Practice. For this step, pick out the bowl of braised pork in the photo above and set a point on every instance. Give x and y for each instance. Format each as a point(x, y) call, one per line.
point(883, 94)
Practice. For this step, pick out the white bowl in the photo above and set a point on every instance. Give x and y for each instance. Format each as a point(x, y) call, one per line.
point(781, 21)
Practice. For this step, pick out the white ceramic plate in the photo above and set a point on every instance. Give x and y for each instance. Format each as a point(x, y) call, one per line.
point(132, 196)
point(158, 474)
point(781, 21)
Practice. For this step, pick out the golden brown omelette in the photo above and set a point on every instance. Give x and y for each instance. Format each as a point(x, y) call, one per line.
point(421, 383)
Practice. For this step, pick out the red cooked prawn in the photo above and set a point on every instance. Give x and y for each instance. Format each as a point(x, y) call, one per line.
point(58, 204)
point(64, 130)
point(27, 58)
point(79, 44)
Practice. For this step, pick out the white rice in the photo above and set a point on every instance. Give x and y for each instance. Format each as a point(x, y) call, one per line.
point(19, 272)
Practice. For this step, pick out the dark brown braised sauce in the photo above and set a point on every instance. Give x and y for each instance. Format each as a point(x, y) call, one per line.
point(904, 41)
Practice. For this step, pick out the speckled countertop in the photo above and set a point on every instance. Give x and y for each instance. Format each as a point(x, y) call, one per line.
******
• **Short task**:
Rescale the entries above by reproducing every line, requests included, with each x and y coordinate in the answers multiplied by 2.35 and rounded to the nearest whole number, halves rounded up. Leave the requests and their format samples unchanged.

• **Correct output**:
Practice. For this step, pick out the bowl of braised pork in the photo above and set a point on every instance. Give x and y for each instance. Format each as a point(x, y) call, one per line.
point(2075, 221)
Practice. For this step, pick out the white bowl in the photo above and set a point on every instance. Give x and y for each instance. Format each as a point(x, y) call, one per line.
point(1835, 49)
Practice. For this step, pick out the white ceramic plate in the photo above and set a point on every instance. Give x and y for each instance. Format each as a point(x, y) call, one per line.
point(310, 461)
point(371, 1114)
point(1835, 49)
Practice. For this step, pick out the golden brown omelette in the photo above and set a point on every instance. Give x and y for each instance. Format each as a point(x, y) call, one per line.
point(989, 900)
Practice. For this step, pick out the red cooked prawn in the photo above and set a point on every instance. Give x and y for each instance. Format each as a point(x, y) call, one per line.
point(136, 479)
point(150, 306)
point(63, 136)
point(186, 103)
Practice. For this step, pick out the white rice in the photo above and set a point on every instance. Give x and y for each instance. Format each as a point(x, y) call, one per line.
point(45, 639)
Practice. For this step, pick out the dark brown braised sauce in the photo above and set a point on every instance. Give x and y for each instance. Format each as a point(x, y) call, one per line.
point(2124, 96)
Practice. For this step, pick out the speckled countertop in the photo above and set a point on every instance. Give x and y for each instance. Format each as a point(x, y) call, one per line.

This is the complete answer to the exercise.